Records of labeled regions:
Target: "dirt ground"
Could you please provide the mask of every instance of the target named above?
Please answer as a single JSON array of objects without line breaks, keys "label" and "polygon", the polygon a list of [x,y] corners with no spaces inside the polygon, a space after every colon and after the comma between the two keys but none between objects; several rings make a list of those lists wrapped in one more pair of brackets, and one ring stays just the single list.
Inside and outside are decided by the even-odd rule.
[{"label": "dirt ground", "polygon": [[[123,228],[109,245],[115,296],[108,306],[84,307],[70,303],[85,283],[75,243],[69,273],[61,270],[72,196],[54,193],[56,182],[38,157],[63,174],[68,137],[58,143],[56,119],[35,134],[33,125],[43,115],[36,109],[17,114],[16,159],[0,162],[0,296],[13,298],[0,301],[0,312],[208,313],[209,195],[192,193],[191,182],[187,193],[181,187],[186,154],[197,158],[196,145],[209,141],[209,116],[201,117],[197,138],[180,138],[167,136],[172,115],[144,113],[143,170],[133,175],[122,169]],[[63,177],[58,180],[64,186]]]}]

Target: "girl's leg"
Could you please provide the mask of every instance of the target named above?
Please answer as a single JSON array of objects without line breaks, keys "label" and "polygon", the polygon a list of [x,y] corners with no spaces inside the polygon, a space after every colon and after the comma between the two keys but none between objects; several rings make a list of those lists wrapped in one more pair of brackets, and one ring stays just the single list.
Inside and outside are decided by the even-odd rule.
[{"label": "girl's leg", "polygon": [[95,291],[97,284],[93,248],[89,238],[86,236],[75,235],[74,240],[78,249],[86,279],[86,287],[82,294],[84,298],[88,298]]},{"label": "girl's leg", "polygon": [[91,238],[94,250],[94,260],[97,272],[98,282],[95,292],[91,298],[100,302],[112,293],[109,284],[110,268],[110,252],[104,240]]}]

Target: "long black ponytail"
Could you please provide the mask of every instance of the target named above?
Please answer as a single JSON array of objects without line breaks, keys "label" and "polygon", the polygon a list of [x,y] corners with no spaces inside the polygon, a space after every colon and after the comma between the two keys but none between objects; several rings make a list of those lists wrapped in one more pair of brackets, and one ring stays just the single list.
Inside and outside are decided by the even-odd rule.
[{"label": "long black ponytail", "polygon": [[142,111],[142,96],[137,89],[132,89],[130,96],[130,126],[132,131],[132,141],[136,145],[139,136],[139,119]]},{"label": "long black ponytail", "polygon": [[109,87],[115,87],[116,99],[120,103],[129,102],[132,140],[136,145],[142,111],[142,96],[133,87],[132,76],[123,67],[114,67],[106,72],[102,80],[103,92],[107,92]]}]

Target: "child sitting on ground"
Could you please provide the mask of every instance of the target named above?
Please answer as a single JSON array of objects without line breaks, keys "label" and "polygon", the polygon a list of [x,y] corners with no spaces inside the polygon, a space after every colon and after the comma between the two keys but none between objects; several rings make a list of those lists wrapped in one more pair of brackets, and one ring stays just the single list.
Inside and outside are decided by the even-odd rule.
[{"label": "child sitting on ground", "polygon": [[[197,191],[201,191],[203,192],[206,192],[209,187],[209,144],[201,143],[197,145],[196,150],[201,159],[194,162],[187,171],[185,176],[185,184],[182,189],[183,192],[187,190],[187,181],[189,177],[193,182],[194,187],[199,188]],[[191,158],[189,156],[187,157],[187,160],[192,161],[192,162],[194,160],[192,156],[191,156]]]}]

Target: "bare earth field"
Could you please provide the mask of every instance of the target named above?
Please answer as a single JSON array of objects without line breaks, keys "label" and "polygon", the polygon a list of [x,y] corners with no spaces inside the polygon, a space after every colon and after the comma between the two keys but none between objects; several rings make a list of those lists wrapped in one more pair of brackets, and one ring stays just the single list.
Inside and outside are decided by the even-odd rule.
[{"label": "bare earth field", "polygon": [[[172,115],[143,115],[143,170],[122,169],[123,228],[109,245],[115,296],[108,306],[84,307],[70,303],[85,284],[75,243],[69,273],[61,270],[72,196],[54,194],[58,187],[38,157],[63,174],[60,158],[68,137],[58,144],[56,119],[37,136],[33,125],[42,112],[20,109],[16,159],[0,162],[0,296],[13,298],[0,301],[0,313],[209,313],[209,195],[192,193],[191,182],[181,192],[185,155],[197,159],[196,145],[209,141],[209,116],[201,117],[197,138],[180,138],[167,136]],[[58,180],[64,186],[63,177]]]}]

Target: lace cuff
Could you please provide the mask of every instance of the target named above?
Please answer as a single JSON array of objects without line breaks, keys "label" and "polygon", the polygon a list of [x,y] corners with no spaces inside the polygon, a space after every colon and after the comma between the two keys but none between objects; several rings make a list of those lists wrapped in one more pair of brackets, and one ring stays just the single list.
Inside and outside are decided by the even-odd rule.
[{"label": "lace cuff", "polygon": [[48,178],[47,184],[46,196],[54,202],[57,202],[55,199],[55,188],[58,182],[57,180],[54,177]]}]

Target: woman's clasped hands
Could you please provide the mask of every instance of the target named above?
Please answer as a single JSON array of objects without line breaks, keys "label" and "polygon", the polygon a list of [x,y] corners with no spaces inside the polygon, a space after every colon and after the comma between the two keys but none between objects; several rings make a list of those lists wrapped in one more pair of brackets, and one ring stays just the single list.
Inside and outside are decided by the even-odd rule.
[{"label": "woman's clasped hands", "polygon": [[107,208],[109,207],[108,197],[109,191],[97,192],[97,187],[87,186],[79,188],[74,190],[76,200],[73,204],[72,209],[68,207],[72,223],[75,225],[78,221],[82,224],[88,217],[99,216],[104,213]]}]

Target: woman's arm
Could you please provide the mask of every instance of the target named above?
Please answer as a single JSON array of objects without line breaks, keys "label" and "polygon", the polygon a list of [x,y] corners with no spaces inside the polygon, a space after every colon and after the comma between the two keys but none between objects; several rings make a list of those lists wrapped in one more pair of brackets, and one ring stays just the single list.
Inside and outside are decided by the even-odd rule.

◆ Set task
Reproduce the records word for word, starting at the line that contains "Target: woman's clasped hands" and ending at the last line of the records.

◆ The reply
Target: woman's clasped hands
Could you please provide the mask of every instance of the target named above?
Please answer as a single JSON array of objects without line breaks, keys "label" and "polygon", the polygon a list of [x,y] corners with no spaces inside the polygon, a space after every colon and after the comma between the two keys but none between objects; several rings make a list of those lists wrapped in one more pair of brackets, and one ring stays just the single list.
Inside and outside are decided by the even-odd rule.
[{"label": "woman's clasped hands", "polygon": [[107,208],[109,207],[108,197],[109,191],[97,192],[97,187],[87,186],[79,188],[74,190],[76,200],[73,204],[72,209],[68,207],[72,223],[75,225],[78,221],[82,224],[88,217],[99,216],[104,213]]}]

Target: woman's arm
Could you please provide the mask of every instance of the target named above?
Please answer as a single JSON array of objects without line breaks, keys "label" and "polygon", the polygon a list of [x,y] corners with no spaces inside the polygon, a space after every colon and after the comma between the two keys but none between objects; several rings make a list of those lists wrapped in one more pair of brackets, and one ring stays just the single list.
Inside and outside are decided by the even-odd rule.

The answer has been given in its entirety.